------ EXTRAIT FOURNI

La polémique enfle depuis une visite tendue à l’hôpital Mohammed V de Meknès. Une phrase lancée au détour d’un échange — « Va à Rabat et proteste » — a suffi à enflammer les réseaux sociaux. Lundi soir, sur 2M, Amine Tahraoui a tenu à remettre les pendules à l’heure : « Ma phrase a été mal interprétée. Je ne faisais qu’inviter un responsable local à signaler directement les blocages administratifs au ministère lorsque les relais régionaux ne réagissent pas. »
Le ministre a décrit une situation qu’il juge alarmante : manque de médicaments, appareils médicaux en panne, absence de coordination. Une réalité qu’il dit avoir constatée sur place, et qu’il a dénoncée publiquement, sans fard ni détour.
Entre colère et lucidité
En poste depuis moins d’un an, Tahraoui s’est forgé une image rare dans le paysage gouvernemental : celle d’un ministre qui parle clair et agit sans filtre. Loin des discours convenus, il assume la gravité de la crise sanitaire tout en refusant de se réfugier derrière des excuses politiques.

------------
------ DONNÉES FOURNIES

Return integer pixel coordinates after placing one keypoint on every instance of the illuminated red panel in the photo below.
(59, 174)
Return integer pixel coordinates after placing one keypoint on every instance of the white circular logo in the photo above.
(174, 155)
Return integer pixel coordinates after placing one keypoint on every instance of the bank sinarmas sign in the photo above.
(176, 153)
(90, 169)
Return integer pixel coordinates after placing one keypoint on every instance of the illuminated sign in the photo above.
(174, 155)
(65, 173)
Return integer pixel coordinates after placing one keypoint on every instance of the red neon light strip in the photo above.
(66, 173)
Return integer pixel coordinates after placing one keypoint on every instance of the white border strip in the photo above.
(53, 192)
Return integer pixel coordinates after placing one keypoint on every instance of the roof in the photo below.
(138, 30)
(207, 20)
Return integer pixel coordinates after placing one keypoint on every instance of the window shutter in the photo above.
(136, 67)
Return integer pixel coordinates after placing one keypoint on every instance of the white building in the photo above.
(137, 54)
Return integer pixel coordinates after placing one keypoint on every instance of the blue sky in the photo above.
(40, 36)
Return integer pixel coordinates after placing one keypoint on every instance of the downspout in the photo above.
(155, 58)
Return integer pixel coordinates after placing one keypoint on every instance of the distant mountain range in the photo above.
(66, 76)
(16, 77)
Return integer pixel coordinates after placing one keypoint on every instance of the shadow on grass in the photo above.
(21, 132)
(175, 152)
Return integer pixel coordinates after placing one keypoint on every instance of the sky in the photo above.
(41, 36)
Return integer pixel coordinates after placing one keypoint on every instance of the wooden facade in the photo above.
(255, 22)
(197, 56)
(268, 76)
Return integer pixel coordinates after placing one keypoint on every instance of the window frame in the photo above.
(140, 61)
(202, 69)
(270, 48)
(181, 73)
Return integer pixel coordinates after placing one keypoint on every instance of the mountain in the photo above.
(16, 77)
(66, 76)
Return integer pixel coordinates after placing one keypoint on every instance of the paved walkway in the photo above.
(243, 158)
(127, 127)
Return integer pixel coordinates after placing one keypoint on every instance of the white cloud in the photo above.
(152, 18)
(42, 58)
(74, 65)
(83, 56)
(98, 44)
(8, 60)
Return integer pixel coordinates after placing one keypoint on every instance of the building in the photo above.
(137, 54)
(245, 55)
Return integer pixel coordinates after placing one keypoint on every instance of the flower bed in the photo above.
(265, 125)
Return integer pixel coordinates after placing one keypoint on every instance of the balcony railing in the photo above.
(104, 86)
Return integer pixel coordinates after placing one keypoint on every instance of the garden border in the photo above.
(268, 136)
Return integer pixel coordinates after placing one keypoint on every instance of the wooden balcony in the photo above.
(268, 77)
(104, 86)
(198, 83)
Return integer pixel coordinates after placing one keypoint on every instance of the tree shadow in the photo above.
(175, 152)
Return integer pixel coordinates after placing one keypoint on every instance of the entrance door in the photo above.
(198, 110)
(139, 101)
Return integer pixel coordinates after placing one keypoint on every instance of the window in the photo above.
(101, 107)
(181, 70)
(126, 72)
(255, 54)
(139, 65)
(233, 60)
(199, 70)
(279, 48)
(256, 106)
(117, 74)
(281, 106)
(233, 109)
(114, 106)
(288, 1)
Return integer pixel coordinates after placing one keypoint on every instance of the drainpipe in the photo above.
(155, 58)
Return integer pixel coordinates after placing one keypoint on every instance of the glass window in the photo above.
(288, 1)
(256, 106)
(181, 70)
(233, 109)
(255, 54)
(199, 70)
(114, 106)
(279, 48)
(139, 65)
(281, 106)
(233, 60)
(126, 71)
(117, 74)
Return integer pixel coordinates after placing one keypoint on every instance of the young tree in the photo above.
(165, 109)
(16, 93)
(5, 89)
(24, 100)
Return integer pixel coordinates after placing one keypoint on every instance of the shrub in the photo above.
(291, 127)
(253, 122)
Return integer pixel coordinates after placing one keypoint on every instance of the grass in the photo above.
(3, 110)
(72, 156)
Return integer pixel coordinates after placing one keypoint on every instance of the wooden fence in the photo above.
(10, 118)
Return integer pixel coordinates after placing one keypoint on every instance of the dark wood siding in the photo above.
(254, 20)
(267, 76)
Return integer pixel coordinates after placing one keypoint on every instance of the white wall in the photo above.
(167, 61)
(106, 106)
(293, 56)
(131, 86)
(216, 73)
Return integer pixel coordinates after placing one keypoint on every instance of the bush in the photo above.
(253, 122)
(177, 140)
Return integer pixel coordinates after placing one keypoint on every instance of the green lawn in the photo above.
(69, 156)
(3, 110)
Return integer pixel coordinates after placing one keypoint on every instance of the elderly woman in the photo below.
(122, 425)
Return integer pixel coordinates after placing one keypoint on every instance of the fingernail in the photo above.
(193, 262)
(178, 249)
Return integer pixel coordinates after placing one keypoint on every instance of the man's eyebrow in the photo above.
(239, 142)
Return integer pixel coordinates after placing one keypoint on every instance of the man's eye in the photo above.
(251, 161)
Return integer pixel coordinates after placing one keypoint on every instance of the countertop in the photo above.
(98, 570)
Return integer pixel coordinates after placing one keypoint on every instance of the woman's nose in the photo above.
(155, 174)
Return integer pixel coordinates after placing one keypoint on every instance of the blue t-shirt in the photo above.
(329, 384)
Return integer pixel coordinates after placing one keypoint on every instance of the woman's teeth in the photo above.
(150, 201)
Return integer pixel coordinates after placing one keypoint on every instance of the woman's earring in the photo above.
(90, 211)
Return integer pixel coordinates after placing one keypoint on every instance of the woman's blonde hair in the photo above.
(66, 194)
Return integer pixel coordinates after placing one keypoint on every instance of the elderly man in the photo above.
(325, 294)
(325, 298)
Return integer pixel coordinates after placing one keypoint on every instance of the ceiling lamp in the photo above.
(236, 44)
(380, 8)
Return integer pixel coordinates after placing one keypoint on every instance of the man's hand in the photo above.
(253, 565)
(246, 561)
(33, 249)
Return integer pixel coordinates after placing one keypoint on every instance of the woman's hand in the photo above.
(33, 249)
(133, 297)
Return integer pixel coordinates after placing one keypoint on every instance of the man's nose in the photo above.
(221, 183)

------------

### TRAVAIL DEMANDÉ
A – Répondez aux questions suivantes d'après l'article sur la polémique de Meknès :
(i) Sur quelle chaîne Amine Tahraoui s'est-il exprimé lundi soir ?
(ii) Quels problèmes le ministre dit-il avoir constatés sur place ?
(iii) Depuis combien de temps Tahraoui est-il en poste ?
B – Reprenez l'article sur la polémique de Meknès à la suite de sa dernière phrase.

### RÉPONSES PAR CONSIGNE
A –
(i) Sur 2M.
(ii) Un manque de médicaments, des appareils médicaux en panne et une absence de coordination.
(iii) Depuis moins d'un an.

B –
« Je ne peux pas accepter ces conditions, ni comme ministre, ni comme citoyen », a-t-il lancé, soulignant que même le personnel médical vit la situation comme une injustice.
Sa sortie médiatique tranche avec l’habitude du silence. Et si elle dérange certains, elle marque une rupture assumée avec les postures bureaucratiques d’un ministère longtemps miné par les lenteurs et les luttes d’influence.
Le bras de fer avec les cliniques privées
Au-delà de la polémique, Tahraoui a également confirmé avoir suspendu plusieurs dossiers d’aides publiques destinées à des cliniques privées. Sept établissements étaient concernés, selon lui. « J’ai demandé à la Commission nationale des investissements de geler ces soutiens, le temps de réévaluer notre relation avec le privé », a-t-il expliqué.
Le ministre ne rejette pas le partenariat public-privé, mais s’interroge sur sa logique. « Le secteur privé est déjà rentable. Les patients y vont et la CNSS rembourse. Pourquoi continuer à le subventionner ? » a-t-il lancé. Certaines cliniques ont nié avoir reçu des aides, mais le ministre maintient : des demandes formelles ont bien été déposées.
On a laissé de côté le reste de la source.